> Work required
Collect every line of the records that contains the string "pitched", treating case as significant.

> Available records
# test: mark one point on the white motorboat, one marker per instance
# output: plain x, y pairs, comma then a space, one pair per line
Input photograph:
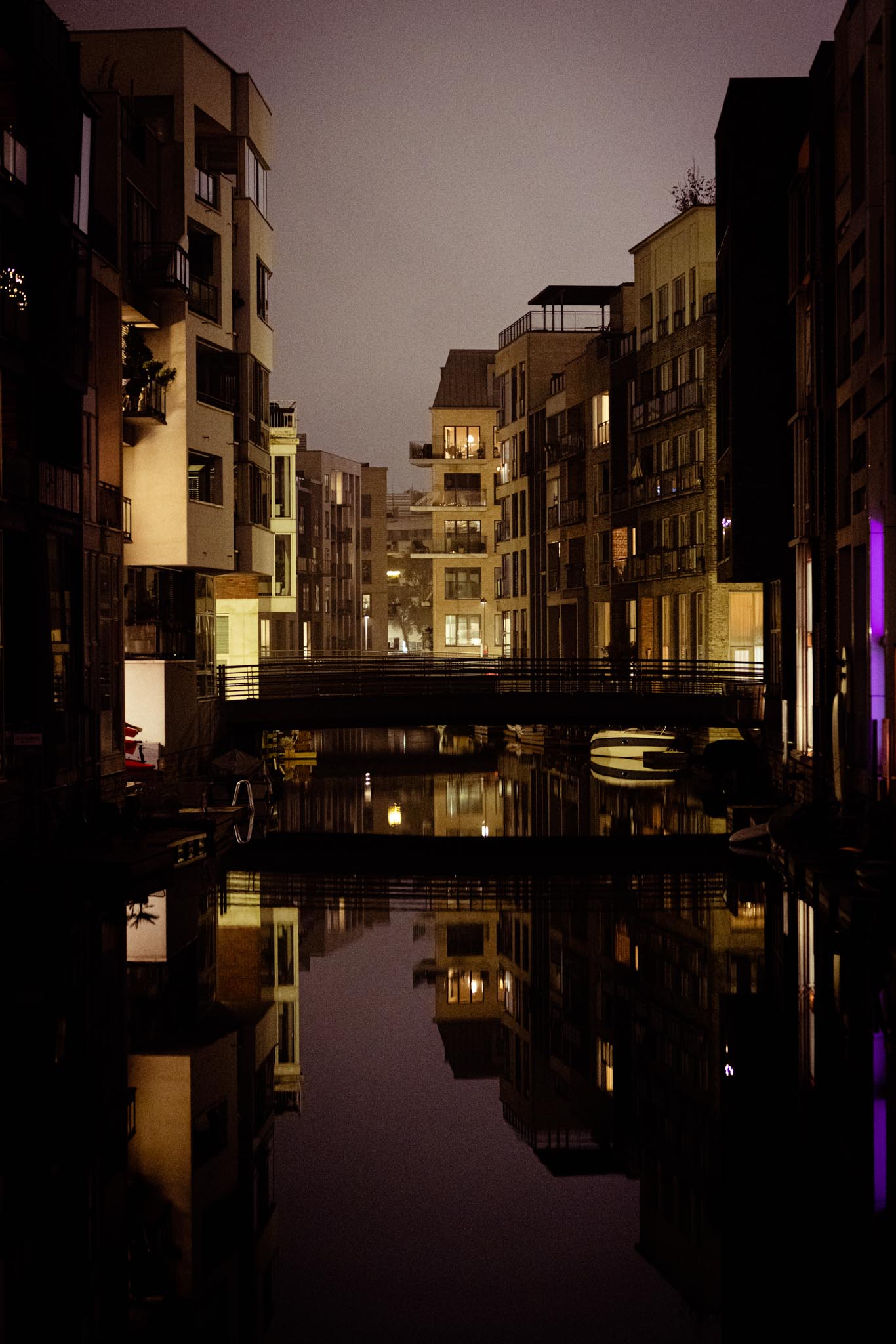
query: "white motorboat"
632, 742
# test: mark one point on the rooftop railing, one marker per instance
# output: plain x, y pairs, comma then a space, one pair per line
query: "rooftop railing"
555, 320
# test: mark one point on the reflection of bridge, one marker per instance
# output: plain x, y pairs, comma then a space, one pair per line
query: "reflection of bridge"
590, 859
373, 691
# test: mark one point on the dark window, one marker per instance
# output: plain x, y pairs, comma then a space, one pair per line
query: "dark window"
462, 583
465, 940
262, 288
205, 478
210, 1133
215, 377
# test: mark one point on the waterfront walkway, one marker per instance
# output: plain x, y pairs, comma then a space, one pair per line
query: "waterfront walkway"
396, 691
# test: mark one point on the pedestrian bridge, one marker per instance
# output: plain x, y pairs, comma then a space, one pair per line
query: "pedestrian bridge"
406, 690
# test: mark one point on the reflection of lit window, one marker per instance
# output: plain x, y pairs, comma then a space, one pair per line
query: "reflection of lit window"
466, 987
605, 1065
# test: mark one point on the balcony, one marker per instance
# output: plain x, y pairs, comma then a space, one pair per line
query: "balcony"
144, 402
452, 499
207, 188
573, 511
691, 394
684, 559
555, 320
448, 452
566, 446
109, 507
160, 266
203, 299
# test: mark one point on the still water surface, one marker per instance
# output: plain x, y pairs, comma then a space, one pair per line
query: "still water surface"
613, 1105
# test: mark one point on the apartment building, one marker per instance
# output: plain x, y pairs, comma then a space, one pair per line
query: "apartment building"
197, 252
374, 559
660, 554
61, 729
460, 505
761, 127
540, 482
409, 573
328, 591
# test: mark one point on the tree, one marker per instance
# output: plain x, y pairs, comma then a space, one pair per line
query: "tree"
695, 190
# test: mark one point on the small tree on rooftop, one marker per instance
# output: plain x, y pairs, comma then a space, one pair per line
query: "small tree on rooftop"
693, 190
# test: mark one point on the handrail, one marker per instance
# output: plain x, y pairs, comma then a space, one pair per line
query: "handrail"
398, 675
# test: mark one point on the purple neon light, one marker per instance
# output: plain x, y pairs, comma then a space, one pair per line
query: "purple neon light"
879, 1118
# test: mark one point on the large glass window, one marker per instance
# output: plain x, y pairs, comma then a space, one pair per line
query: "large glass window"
205, 478
462, 585
462, 441
256, 180
283, 566
462, 631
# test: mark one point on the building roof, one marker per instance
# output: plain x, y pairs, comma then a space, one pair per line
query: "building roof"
558, 295
465, 379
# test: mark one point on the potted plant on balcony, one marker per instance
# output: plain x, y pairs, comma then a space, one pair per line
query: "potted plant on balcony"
140, 370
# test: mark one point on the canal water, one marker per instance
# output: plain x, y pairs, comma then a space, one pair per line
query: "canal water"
587, 1105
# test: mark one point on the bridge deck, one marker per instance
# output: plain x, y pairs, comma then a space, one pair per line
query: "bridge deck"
370, 691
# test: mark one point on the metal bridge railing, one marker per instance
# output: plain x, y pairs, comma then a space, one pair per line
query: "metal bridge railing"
374, 675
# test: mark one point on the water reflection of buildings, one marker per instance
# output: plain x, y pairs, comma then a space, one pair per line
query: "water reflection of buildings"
202, 1063
464, 971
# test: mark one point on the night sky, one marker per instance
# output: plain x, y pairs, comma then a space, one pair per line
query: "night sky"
437, 164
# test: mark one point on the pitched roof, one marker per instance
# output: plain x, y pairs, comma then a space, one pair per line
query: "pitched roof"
465, 379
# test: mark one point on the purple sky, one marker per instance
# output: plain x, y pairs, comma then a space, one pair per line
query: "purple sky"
437, 164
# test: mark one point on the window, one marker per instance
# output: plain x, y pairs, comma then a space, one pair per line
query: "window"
462, 631
210, 1133
215, 377
464, 537
466, 987
466, 940
462, 585
462, 441
258, 402
679, 301
283, 488
256, 180
262, 289
205, 479
283, 568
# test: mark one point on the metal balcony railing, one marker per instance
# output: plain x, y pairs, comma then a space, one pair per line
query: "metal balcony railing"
207, 188
109, 506
160, 266
143, 402
573, 511
203, 299
452, 499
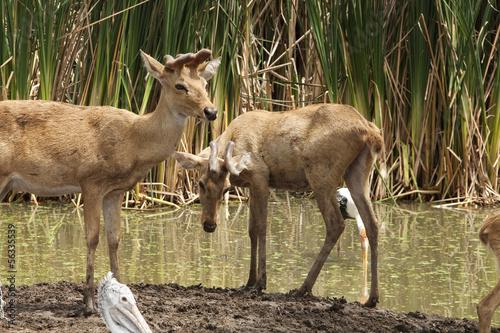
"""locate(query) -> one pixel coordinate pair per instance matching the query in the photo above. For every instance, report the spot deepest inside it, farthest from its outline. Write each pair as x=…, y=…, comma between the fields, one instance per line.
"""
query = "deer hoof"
x=371, y=303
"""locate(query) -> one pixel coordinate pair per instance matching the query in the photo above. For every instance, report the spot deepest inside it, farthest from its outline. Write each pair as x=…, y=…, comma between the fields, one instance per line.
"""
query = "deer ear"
x=154, y=67
x=208, y=69
x=240, y=162
x=190, y=161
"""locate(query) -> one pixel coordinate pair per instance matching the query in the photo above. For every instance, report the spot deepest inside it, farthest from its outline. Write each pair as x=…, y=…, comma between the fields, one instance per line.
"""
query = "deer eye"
x=181, y=87
x=202, y=187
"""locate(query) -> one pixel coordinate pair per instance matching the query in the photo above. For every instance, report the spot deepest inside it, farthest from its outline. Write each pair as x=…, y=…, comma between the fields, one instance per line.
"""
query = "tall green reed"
x=426, y=72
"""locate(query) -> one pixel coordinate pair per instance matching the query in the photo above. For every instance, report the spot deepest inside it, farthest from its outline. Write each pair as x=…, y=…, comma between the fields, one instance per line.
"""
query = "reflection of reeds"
x=426, y=72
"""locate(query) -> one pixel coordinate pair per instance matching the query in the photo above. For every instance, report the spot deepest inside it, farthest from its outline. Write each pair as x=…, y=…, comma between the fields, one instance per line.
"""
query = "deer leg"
x=486, y=308
x=253, y=233
x=112, y=205
x=4, y=186
x=356, y=178
x=257, y=230
x=92, y=216
x=327, y=202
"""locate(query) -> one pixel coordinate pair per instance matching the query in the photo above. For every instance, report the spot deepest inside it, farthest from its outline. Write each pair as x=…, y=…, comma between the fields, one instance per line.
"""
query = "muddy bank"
x=57, y=307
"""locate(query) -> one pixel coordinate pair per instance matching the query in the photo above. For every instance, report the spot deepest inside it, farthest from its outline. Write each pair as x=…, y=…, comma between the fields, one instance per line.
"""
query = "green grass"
x=426, y=72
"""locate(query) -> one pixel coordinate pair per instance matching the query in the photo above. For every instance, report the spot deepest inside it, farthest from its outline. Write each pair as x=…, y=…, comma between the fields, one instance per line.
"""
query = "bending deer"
x=489, y=234
x=53, y=148
x=303, y=149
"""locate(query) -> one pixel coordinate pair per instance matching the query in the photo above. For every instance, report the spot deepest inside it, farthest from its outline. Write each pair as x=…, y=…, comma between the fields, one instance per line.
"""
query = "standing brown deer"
x=489, y=234
x=303, y=149
x=53, y=148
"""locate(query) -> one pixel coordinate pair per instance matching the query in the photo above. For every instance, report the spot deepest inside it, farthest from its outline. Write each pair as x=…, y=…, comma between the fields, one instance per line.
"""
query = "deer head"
x=184, y=80
x=214, y=178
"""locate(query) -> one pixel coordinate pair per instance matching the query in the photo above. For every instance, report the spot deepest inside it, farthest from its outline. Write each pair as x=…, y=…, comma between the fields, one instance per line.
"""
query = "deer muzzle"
x=209, y=227
x=210, y=114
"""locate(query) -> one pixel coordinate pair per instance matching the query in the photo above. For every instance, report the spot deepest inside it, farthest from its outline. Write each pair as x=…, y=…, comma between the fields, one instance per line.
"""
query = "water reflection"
x=430, y=259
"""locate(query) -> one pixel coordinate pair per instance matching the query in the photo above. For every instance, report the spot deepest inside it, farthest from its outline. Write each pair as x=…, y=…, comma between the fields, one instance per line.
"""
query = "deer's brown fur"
x=54, y=148
x=310, y=148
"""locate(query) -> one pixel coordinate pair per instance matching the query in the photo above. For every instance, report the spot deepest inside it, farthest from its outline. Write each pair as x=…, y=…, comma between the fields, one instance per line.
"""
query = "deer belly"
x=33, y=185
x=291, y=180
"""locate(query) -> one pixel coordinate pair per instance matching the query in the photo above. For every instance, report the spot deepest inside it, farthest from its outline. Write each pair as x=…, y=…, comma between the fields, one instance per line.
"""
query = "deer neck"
x=161, y=131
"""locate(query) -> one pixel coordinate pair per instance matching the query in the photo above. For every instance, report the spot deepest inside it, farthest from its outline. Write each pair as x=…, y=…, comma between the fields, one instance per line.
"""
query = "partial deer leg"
x=4, y=186
x=486, y=308
x=92, y=216
x=326, y=196
x=112, y=205
x=257, y=231
x=356, y=178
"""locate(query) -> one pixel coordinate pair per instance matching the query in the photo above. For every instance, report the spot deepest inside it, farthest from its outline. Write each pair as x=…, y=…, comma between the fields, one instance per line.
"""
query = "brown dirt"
x=58, y=307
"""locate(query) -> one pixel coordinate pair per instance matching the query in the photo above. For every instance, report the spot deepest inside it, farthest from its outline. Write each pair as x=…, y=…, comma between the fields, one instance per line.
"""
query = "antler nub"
x=212, y=160
x=188, y=59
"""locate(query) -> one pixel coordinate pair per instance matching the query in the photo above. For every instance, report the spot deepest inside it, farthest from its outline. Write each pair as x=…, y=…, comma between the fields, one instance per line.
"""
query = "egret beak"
x=129, y=317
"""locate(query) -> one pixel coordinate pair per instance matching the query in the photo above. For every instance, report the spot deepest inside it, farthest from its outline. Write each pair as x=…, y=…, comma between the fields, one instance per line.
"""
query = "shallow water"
x=430, y=258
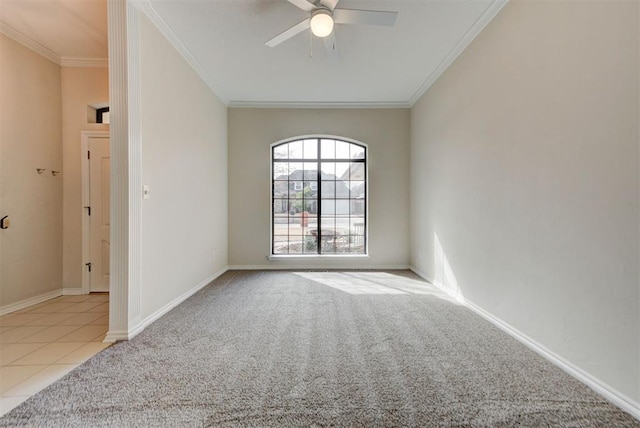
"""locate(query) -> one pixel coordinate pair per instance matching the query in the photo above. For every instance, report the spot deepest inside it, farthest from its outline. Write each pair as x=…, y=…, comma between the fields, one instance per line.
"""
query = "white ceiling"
x=63, y=29
x=224, y=41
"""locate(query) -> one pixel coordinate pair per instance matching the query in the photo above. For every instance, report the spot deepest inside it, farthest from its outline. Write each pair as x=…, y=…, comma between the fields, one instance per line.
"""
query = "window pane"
x=280, y=244
x=296, y=244
x=357, y=226
x=342, y=189
x=295, y=189
x=356, y=171
x=357, y=189
x=295, y=150
x=342, y=170
x=357, y=207
x=280, y=189
x=280, y=170
x=328, y=149
x=328, y=170
x=310, y=171
x=357, y=152
x=310, y=149
x=328, y=207
x=298, y=226
x=310, y=245
x=281, y=151
x=310, y=206
x=342, y=150
x=280, y=206
x=328, y=189
x=342, y=225
x=295, y=171
x=327, y=223
x=342, y=207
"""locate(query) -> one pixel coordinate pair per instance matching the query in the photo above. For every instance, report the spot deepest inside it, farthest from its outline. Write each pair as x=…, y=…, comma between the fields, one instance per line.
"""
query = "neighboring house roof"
x=340, y=190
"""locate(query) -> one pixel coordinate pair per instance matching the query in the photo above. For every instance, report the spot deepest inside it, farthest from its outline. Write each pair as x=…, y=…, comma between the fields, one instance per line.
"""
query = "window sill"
x=289, y=257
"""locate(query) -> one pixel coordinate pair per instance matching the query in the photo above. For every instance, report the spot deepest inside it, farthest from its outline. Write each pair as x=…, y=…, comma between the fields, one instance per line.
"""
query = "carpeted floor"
x=318, y=349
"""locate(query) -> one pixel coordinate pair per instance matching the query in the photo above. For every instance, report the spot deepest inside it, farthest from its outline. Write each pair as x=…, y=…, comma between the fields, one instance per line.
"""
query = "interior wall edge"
x=12, y=307
x=114, y=336
x=619, y=399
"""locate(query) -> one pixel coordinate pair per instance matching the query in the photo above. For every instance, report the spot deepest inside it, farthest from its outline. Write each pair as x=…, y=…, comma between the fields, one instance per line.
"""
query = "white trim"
x=625, y=403
x=147, y=8
x=330, y=266
x=462, y=44
x=315, y=257
x=84, y=62
x=73, y=291
x=318, y=104
x=12, y=307
x=367, y=160
x=127, y=335
x=47, y=53
x=28, y=42
x=86, y=201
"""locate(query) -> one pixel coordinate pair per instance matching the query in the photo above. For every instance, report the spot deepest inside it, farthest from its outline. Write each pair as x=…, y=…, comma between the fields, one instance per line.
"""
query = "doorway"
x=96, y=225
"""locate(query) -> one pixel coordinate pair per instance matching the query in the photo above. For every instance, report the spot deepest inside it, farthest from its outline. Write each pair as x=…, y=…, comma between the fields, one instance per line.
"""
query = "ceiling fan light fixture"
x=321, y=23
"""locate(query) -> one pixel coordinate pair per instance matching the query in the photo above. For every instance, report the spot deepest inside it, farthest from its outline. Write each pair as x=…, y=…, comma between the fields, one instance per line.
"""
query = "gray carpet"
x=318, y=349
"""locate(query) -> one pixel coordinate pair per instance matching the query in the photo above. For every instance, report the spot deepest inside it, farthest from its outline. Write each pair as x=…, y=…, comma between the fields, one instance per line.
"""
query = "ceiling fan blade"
x=303, y=4
x=330, y=4
x=331, y=44
x=364, y=17
x=287, y=34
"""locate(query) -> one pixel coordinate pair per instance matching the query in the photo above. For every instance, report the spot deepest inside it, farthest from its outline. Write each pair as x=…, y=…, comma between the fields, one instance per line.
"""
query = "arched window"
x=319, y=197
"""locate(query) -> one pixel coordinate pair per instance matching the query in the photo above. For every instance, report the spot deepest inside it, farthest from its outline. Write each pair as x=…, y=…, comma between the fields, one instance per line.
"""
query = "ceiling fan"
x=323, y=14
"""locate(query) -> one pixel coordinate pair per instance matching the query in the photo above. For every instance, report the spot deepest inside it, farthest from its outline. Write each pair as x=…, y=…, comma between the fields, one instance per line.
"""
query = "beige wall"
x=524, y=165
x=184, y=152
x=30, y=138
x=252, y=131
x=80, y=87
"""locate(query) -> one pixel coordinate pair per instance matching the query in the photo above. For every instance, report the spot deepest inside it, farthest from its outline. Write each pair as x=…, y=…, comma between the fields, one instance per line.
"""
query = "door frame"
x=86, y=201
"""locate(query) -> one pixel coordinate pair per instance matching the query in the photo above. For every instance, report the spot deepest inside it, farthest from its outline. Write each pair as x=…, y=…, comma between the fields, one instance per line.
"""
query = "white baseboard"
x=332, y=266
x=113, y=336
x=611, y=394
x=7, y=309
x=72, y=291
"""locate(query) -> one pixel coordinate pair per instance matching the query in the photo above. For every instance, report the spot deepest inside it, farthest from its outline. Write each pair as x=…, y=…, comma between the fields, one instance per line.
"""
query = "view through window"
x=319, y=197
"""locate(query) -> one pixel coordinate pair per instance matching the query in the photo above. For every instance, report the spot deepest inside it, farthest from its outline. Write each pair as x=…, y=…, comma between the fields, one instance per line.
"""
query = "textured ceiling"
x=225, y=42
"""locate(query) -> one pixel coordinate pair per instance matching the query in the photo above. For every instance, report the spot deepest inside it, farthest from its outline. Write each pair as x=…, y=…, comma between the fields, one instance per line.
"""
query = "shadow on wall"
x=443, y=276
x=374, y=283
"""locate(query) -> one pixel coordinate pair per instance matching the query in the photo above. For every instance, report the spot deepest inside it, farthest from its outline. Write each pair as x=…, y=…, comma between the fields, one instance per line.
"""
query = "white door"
x=99, y=196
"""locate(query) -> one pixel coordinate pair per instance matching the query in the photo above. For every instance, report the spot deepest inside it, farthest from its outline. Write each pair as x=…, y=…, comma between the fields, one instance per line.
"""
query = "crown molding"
x=84, y=62
x=28, y=42
x=462, y=44
x=52, y=56
x=147, y=8
x=317, y=104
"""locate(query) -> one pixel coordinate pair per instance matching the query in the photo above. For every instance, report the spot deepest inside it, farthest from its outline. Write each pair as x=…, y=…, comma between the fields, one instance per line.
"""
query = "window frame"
x=318, y=159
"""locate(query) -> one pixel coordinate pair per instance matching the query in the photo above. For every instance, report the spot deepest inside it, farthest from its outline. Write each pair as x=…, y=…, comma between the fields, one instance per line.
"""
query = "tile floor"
x=41, y=343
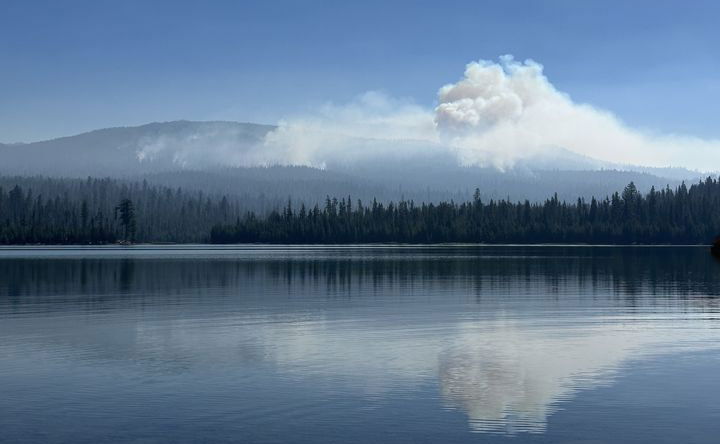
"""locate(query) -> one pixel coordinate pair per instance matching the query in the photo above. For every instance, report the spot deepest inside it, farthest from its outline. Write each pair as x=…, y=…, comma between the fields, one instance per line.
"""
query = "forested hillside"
x=681, y=216
x=65, y=211
x=73, y=211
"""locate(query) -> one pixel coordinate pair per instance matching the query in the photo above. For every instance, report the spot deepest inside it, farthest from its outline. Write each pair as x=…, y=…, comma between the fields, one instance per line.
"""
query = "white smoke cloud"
x=371, y=127
x=497, y=114
x=501, y=112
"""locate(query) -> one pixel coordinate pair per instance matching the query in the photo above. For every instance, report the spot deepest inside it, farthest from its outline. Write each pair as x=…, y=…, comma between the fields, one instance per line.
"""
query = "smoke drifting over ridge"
x=496, y=114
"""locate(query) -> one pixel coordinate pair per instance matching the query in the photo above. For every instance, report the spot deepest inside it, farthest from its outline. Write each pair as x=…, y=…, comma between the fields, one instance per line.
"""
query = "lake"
x=381, y=344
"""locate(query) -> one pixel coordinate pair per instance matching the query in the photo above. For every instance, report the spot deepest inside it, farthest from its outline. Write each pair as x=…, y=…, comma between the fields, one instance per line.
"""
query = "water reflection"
x=507, y=335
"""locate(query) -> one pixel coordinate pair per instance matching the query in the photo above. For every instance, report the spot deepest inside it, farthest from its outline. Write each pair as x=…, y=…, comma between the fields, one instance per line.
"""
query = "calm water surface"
x=359, y=344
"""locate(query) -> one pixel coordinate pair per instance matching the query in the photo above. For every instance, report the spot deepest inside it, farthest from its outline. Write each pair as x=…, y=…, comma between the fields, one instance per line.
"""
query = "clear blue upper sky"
x=71, y=66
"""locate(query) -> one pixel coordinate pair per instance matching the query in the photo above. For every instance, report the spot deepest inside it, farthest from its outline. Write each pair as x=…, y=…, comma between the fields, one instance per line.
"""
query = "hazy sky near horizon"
x=73, y=66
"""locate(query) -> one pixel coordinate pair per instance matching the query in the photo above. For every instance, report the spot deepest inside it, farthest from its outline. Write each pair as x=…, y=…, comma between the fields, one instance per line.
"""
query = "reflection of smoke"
x=509, y=378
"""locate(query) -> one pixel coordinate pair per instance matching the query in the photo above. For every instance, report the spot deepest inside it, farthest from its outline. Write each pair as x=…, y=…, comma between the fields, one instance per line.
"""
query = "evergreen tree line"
x=669, y=216
x=98, y=211
x=68, y=211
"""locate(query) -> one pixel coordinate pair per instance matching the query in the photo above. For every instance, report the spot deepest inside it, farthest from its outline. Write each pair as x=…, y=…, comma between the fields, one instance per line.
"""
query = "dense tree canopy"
x=684, y=215
x=64, y=211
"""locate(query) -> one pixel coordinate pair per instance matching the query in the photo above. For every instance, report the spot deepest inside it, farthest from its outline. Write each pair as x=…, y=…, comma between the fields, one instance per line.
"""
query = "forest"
x=100, y=211
x=669, y=216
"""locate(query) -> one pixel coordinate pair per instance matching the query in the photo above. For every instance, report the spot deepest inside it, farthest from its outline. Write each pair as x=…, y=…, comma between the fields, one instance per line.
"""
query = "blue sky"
x=73, y=66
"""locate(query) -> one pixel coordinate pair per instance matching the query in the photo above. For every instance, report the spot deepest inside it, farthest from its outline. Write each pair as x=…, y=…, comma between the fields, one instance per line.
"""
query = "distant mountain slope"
x=126, y=150
x=220, y=157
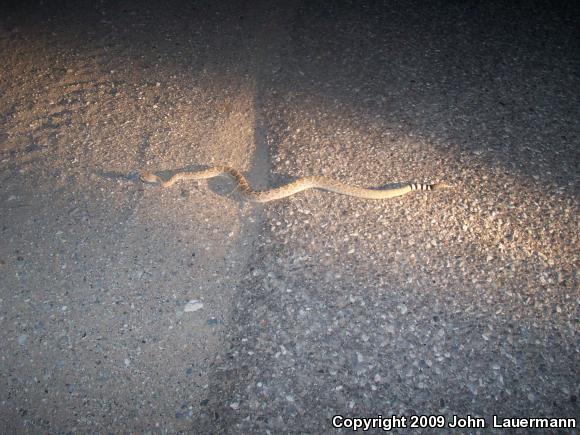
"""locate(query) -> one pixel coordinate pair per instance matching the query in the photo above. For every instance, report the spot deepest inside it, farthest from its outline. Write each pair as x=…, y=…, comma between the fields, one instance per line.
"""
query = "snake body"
x=289, y=189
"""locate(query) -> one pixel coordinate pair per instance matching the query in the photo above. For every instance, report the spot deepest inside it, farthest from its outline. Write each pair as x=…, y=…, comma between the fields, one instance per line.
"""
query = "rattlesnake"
x=288, y=189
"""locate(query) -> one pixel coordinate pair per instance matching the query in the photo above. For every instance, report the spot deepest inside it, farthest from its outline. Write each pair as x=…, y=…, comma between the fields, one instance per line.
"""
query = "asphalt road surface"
x=126, y=307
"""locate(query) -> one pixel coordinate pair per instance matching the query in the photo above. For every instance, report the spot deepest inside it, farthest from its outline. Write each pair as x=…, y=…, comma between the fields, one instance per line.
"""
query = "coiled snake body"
x=289, y=189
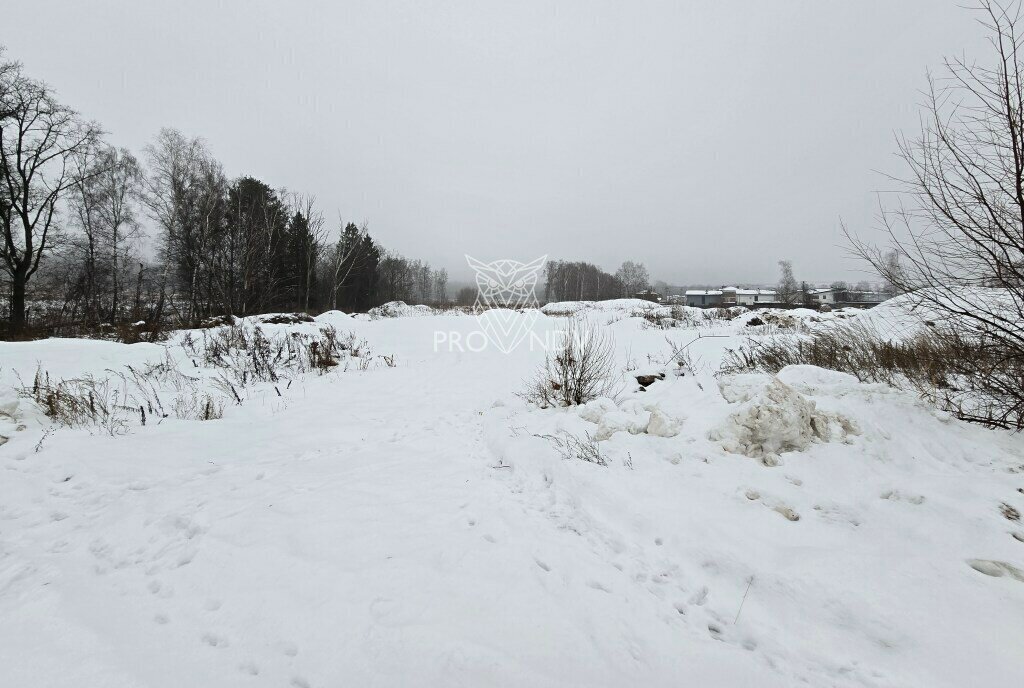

> Written response
# test: mark one point on the pitched roof, one marker per instance
query: "pitched roof"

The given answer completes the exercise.